Data —
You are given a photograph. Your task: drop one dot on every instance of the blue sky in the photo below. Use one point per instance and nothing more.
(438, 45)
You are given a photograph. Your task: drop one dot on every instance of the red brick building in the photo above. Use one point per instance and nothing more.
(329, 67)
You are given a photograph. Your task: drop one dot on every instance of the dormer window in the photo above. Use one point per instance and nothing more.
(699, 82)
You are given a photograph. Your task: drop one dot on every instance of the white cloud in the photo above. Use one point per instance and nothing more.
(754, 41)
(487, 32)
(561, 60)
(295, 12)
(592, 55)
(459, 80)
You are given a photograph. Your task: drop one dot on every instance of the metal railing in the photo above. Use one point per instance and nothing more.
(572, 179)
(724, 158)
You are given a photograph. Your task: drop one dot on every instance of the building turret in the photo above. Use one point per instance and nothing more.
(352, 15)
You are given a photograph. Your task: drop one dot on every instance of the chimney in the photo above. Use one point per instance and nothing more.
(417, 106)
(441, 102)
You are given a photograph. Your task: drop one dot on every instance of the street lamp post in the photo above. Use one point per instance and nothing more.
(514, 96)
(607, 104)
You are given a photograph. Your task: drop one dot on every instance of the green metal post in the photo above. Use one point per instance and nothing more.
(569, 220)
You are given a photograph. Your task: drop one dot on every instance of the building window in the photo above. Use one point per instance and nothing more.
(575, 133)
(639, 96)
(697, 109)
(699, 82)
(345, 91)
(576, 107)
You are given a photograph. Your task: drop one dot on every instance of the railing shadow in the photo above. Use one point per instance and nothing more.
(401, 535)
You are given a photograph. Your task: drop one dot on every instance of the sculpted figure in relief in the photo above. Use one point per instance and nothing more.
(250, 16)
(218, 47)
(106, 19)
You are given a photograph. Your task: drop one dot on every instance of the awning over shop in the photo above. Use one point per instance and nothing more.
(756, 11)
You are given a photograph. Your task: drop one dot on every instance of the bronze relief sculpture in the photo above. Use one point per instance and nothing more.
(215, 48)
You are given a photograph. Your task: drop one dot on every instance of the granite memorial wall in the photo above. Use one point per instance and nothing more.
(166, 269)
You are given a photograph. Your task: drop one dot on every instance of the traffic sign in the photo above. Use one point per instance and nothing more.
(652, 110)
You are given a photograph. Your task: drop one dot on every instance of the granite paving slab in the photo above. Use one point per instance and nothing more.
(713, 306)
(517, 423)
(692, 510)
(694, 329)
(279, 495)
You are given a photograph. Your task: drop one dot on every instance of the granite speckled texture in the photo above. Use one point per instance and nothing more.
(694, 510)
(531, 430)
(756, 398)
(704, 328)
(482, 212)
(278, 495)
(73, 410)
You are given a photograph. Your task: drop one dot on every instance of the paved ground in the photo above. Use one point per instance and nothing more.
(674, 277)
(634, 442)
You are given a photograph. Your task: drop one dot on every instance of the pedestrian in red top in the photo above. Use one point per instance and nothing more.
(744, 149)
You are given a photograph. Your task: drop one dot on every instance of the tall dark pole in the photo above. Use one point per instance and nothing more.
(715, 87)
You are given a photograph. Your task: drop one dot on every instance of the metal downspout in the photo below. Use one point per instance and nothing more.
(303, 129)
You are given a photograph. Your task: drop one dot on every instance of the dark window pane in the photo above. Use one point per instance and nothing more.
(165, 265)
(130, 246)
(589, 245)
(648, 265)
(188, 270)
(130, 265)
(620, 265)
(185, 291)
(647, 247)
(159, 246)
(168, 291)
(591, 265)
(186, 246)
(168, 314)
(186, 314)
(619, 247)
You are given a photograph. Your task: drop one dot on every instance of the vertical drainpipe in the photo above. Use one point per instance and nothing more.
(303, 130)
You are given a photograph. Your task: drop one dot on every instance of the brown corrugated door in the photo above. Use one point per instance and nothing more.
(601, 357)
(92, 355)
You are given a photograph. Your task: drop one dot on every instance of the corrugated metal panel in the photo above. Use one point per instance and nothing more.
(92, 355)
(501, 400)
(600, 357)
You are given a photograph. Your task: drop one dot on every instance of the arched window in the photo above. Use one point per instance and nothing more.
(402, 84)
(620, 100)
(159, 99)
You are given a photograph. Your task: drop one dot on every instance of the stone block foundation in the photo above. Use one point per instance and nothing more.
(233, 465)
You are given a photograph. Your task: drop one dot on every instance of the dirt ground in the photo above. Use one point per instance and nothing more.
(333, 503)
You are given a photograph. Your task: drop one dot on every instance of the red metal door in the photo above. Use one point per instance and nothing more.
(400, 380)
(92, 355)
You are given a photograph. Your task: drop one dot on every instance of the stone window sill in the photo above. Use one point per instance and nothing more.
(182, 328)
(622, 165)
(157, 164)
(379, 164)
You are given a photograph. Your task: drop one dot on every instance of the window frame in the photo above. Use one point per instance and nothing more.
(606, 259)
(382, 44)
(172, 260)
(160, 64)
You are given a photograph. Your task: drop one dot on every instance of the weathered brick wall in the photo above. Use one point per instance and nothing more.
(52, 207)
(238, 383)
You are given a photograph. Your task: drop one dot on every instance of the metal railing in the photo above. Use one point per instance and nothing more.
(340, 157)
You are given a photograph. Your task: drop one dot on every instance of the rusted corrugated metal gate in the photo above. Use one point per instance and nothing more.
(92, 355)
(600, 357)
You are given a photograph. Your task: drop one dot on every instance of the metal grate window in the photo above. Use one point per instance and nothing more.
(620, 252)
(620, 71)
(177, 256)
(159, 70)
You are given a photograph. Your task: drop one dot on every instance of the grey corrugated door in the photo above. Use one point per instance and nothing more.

The request — Reproduce each line of the material above precisely.

Result —
You are given a photograph. Your task: drop one dot on every instance of the blue sky in the photo below. Use one point per instance and nothing more.
(438, 45)
You are given a photograph. Your task: drop one dot on every instance of the red brick building in the photo above. Use one point per instance and nothing more.
(329, 67)
You are given a photograph. Your task: drop one dot on every instance of the dormer window in the photo above. Use one point per instance and nothing more.
(699, 82)
You are given a photograph. Your task: drop one dot on every instance of the white cloud in the photo above. Use one point per instance and nothing more.
(754, 41)
(487, 32)
(561, 60)
(295, 12)
(592, 55)
(459, 80)
You are given a photograph. Your task: drop one dot on every instance of the metal railing in the photo above. Use one point per instance and nothing more.
(572, 179)
(724, 158)
You are given a photograph. Your task: drop one dot on every instance of the building turret in the photo above. Use one point per instance and nothing more.
(352, 15)
You are given a photograph. Your task: drop one dot on every instance of the chimney in the photo above. Use one point per instance and nothing more.
(417, 106)
(441, 102)
You are given a photograph. Your task: drop one dot on every instance of the street lamp post in the photo above. Use one point per instance and nothing more.
(514, 96)
(607, 104)
You are given a photograph. Your task: drop one dot on every instance of the green metal post in the photo above. Use one point per instance and nothing more.
(569, 220)
You are given a photograph. Your task: drop one dot on every instance of the building window in the photo above. Use one point per instance and nothing more.
(575, 133)
(639, 96)
(697, 109)
(699, 82)
(345, 91)
(576, 107)
You are given a photograph. Your task: drop one dot on every instance of the railing shadow in the photo above. Use one point per instance and nothing more.
(401, 535)
You are given a photograph. Your task: drop one dot on every instance of the sculpted figure in relief in the photo above. Use one point per instance and nothing more.
(250, 16)
(218, 47)
(106, 19)
You are given a photograph. Your task: drop one dot on every instance of the awning over shop in the photo above. Use one point per instance and nothing more.
(756, 11)
You are given a photograph. Your task: drop one dot on every instance of the bronze relief sculpture in the photo above. Use one point per instance and nothing more.
(215, 48)
You are given a photograph. Your task: drop one dot on every instance of the granite memorial wall in the photo above. Use one point per instance and nothing more.
(166, 269)
You are given a photograph. Your task: drop one dot on every instance of the traffic sign in the photo above. Use one point per instance and nothing more.
(652, 110)
You are given a photograph. Your task: drop one dot on every instance of the granite paving slab in the photo above. Use one point per instance and nothing more.
(713, 306)
(517, 423)
(692, 510)
(694, 329)
(279, 495)
You are given a photograph. Your task: drop one dot on every instance of the granite speckled texture in the photo above. Use one point per instance and nothing more.
(694, 510)
(531, 430)
(756, 398)
(704, 328)
(482, 212)
(278, 495)
(73, 410)
You are given a photograph. Your task: drop one dot on every instance of the paved ground in the photo above. Use one point per instance and nothing more.
(674, 277)
(634, 442)
You are given a photograph. Your task: drop one dot on every instance of the pedestrian in red top in the photo above. Use one point per instance and nothing more.
(744, 149)
You are given a photograph. Your task: drop one dot on every instance of the tall dark pole in the photo above. Use one point per instance and nothing more.
(715, 87)
You are given a photograph. Your task: drop one dot on every instance of the metal downspout in the photo below. Use one point per instance and nothing more.
(303, 129)
You are given a photograph. Your task: drop one dot on every instance of the dark window pane in the photo above. Use one point per instance and nothing more.
(165, 265)
(130, 246)
(589, 245)
(648, 265)
(188, 270)
(130, 265)
(620, 265)
(185, 291)
(647, 247)
(159, 246)
(168, 291)
(591, 265)
(186, 246)
(168, 314)
(186, 314)
(619, 247)
You are given a photograph. Your task: drop one dot on every instance of the vertical drainpipe in the photo above. Use one point per instance and nothing more.
(303, 130)
You are given a photograph. Your task: drop one dot on every instance of the brown corrugated door in the photo above. Use one point per instance and nothing more.
(601, 357)
(92, 355)
You are given a photograph. Your task: drop one dot on every instance of the corrugated metal panel in the photo above. Use one point per instance and nothing more.
(92, 355)
(501, 400)
(600, 357)
You are given a photograph. Your task: drop one dot on every instance of the arched window in the photo above. Use one point per instance and nothing more.
(402, 84)
(620, 100)
(159, 99)
You are given a photograph. Your task: drop one dot on every instance of the stone block foundation in the photo above. Use one point per instance and nothing more.
(233, 465)
You are given a photograph. Your task: drop one dot on every instance of the dirt ground in the photo above. Use one point per instance and nothing more.
(333, 503)
You are given a photograph. Your task: drop one dot on every instance of the red metal door in the photo above. Use one point per instance and nothing more.
(400, 380)
(92, 355)
You are given a photograph. Your task: drop one dot on every instance of the stone window sill in the photo above. Use one point per instance and nothing more.
(182, 328)
(622, 165)
(157, 164)
(379, 164)
You are given a photograph. Your task: drop one dot on every instance of the window frame in the photo above. Use one point per instance and nothing more.
(606, 259)
(382, 44)
(172, 260)
(160, 64)
You are given a photograph. Your task: drop one dot on every instance of the weathered brick wall in the photo above. Use one point per instance and nothing more.
(52, 207)
(238, 383)
You are given a photograph. Your task: drop one dot on every instance of the metal railing in the photo above. Use one point per instance and nothing more.
(340, 157)
You are given a photograph. Your task: drop one dot on every instance of the rusted corrugated metal gate in the photo above. Use one point per instance and nothing more.
(92, 355)
(600, 357)
You are given a photograph. Your task: drop one dot on every instance of the metal grate window in the photo above. Use one point per instance and nothing more.
(620, 252)
(620, 71)
(177, 256)
(159, 70)
You are given a photograph. Your task: drop one dot on every instance of the grey corrugated door in the photo above. Use one point per instance and nothing more.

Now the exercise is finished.